The task: Please reproduce every entry, keeping each one exact.

* * * * * * * * *

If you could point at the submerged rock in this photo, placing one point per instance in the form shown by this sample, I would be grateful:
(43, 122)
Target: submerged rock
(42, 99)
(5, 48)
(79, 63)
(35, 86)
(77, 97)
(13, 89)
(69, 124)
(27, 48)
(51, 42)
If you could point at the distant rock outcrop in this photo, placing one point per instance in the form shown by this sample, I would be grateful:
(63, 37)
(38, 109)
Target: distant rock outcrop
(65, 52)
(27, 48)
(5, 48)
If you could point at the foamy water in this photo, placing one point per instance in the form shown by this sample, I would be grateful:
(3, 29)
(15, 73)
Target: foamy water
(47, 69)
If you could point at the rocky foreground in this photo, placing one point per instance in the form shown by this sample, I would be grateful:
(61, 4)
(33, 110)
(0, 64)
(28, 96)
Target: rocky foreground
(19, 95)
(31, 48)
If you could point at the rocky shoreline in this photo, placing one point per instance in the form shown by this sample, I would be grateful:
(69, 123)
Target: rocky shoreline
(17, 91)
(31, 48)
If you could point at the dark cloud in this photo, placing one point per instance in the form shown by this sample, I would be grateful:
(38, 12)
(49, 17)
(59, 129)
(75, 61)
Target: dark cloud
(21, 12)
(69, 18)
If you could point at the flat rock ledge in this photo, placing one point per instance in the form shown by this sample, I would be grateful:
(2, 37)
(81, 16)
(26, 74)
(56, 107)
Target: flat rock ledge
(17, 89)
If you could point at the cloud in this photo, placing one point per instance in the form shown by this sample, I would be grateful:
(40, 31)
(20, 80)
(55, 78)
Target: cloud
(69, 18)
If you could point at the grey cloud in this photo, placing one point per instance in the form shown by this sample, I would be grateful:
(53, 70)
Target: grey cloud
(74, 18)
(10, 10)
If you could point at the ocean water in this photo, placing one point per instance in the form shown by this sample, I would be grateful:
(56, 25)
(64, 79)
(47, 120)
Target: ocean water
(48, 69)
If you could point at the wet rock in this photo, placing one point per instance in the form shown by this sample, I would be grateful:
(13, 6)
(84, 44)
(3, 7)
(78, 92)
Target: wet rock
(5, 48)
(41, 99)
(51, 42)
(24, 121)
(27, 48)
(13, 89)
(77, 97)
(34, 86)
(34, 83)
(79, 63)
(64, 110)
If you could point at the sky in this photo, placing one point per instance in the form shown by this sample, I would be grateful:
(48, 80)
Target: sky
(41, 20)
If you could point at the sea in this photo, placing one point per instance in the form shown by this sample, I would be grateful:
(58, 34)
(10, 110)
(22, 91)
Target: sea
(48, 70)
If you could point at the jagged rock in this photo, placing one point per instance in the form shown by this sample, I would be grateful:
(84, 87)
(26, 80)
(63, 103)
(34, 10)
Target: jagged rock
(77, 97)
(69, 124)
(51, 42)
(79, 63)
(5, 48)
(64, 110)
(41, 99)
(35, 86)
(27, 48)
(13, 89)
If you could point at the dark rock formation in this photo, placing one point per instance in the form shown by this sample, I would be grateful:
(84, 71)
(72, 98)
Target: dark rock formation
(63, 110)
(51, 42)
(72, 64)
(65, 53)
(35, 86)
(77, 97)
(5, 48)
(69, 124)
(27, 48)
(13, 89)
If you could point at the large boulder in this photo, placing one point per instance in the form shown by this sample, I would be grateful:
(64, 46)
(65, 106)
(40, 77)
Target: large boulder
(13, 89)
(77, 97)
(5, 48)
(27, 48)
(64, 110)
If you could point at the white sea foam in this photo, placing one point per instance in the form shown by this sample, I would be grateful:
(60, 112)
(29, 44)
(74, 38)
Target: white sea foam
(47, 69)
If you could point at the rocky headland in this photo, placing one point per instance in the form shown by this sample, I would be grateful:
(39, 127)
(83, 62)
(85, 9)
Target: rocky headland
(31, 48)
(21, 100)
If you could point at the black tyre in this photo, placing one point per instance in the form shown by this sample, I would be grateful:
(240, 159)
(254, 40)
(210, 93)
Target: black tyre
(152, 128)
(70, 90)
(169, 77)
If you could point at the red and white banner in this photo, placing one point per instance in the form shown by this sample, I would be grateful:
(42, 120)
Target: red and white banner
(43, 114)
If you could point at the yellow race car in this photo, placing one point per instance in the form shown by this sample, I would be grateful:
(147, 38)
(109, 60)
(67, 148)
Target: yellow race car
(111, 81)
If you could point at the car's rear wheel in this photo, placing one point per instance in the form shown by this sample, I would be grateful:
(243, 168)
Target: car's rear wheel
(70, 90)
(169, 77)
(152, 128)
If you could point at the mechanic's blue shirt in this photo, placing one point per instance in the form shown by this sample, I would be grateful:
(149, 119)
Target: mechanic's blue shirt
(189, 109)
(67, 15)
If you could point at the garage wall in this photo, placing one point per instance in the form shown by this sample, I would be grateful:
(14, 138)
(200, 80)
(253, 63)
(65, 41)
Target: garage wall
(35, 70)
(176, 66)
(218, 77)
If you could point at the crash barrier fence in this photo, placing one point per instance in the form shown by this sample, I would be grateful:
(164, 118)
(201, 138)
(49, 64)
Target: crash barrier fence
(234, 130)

* * * * * * * * *

Completed task:
If you could point at the submerged rock in this photo, placing one point per instance in the form shown by this sample, I would be grateful:
(43, 122)
Target: submerged rock
(42, 99)
(5, 48)
(79, 63)
(35, 86)
(77, 97)
(13, 89)
(69, 124)
(27, 48)
(51, 42)
If you could point at the distant rock outcrop in this photo, placing one point per instance in the form shown by this sample, I would be grateful:
(63, 37)
(38, 109)
Target: distant rock outcrop
(65, 52)
(27, 48)
(5, 48)
If you could point at the foamy water in this photo, placing one point per instance in the form shown by this sample, I would be grateful:
(3, 29)
(15, 73)
Target: foamy water
(47, 69)
If you could point at the rocky foreground in this photo, placing one point per instance in the form shown by this sample, I would be grateful:
(61, 4)
(33, 110)
(0, 64)
(28, 96)
Target: rocky foreground
(19, 95)
(31, 48)
If you could point at the rocky shoreline in this photo, placing one point per instance in the form shown by this sample, I would be grateful:
(69, 123)
Target: rocky shoreline
(17, 91)
(31, 48)
If you could point at the dark cloud in this photo, placing one point per instance in the form shown by this sample, I would be grateful:
(38, 12)
(49, 17)
(59, 129)
(75, 61)
Target: dark cloud
(21, 12)
(69, 18)
If you could point at the flat rock ledge in this photo, placing one point per instance in the form shown by this sample, I would be grateful:
(2, 37)
(81, 16)
(26, 74)
(56, 107)
Target: flat rock ledge
(17, 89)
If you could point at the cloud in this photo, placing one point per instance in the form shown by this sample, I would be grateful:
(40, 31)
(20, 80)
(55, 78)
Target: cloud
(69, 18)
If you could point at the grey cloud in this photo, placing one point per instance in the form shown by this sample, I would be grateful:
(53, 70)
Target: grey cloud
(74, 18)
(10, 10)
If you could point at the ocean water in this photo, placing one point per instance in the form shown by this sample, I would be grateful:
(56, 25)
(64, 79)
(47, 120)
Target: ocean water
(48, 69)
If you could point at the wet rock in this photo, placing one point per instance in the form shown by this sample, I would be grateful:
(13, 6)
(84, 44)
(3, 7)
(78, 92)
Target: wet rock
(5, 48)
(41, 99)
(51, 42)
(24, 121)
(27, 48)
(13, 89)
(77, 97)
(34, 86)
(34, 83)
(79, 63)
(64, 110)
If you could point at the sky in this photo, placing one point per instance in the form shown by this sample, I would be grateful:
(48, 80)
Target: sky
(41, 20)
If you could point at the sea in this photo, placing one point per instance in the form shown by this sample, I would be grateful:
(58, 34)
(10, 110)
(22, 91)
Target: sea
(48, 70)
If you could point at the jagged rock in this photo, placing one point per instance in the form shown by this sample, I would be grateful:
(84, 87)
(26, 80)
(63, 103)
(34, 10)
Target: jagged rock
(77, 97)
(69, 124)
(51, 42)
(79, 63)
(5, 48)
(64, 110)
(41, 99)
(35, 86)
(27, 48)
(13, 89)
If you could point at the dark rock formation in this photo, placing one point per instance in the form shown by this sample, I would be grateful:
(84, 71)
(72, 98)
Target: dark rock formation
(63, 110)
(51, 42)
(72, 64)
(65, 53)
(35, 86)
(77, 97)
(5, 48)
(69, 124)
(27, 48)
(13, 89)
If you could point at the large boulder in this photo, placing one point per instance in the form shown by this sample, I would be grateful:
(64, 46)
(65, 106)
(40, 77)
Target: large boulder
(13, 89)
(77, 97)
(5, 48)
(27, 48)
(64, 110)
If you could point at the white sea foam in this photo, placing one point per instance in the form shown by this sample, I would be grateful:
(60, 112)
(29, 44)
(74, 38)
Target: white sea foam
(47, 69)
If you could point at the rocky headland in this photo, placing one point per instance in the form shown by this sample, I would be grateful:
(39, 127)
(83, 62)
(85, 9)
Target: rocky headland
(31, 48)
(21, 100)
If you could point at the black tyre in this photo, placing one point per instance in the form shown by this sample, I would be grateful:
(240, 159)
(254, 40)
(210, 93)
Target: black tyre
(152, 128)
(70, 90)
(169, 77)
If you could point at the red and white banner in this photo, placing one point per instance in the form shown by this sample, I would be grateful:
(42, 120)
Target: red and white banner
(43, 114)
If you could point at the yellow race car in this photo, placing one point per instance in the form shown by this sample, I would be grateful:
(147, 38)
(109, 60)
(67, 148)
Target: yellow race car
(111, 81)
If you could point at the car's rear wheel in this photo, placing one point per instance in the form shown by this sample, I would be grateful:
(243, 168)
Target: car's rear wheel
(70, 90)
(169, 77)
(152, 128)
If you could point at the mechanic's blue shirt in this photo, placing one point per instance in the form shown by this sample, I would be grateful:
(149, 119)
Target: mechanic's blue shirt
(189, 109)
(67, 15)
If you could point at the garage wall in this photo, placing one point per instance in the form shown by this sample, I would be grateful:
(14, 138)
(200, 80)
(253, 63)
(65, 41)
Target: garage wall
(35, 70)
(176, 66)
(218, 77)
If you could point at the crash barrier fence in this photo, placing one point per instance in the form shown by this sample, I would be grateful:
(164, 118)
(201, 138)
(49, 64)
Target: crash barrier fence
(234, 130)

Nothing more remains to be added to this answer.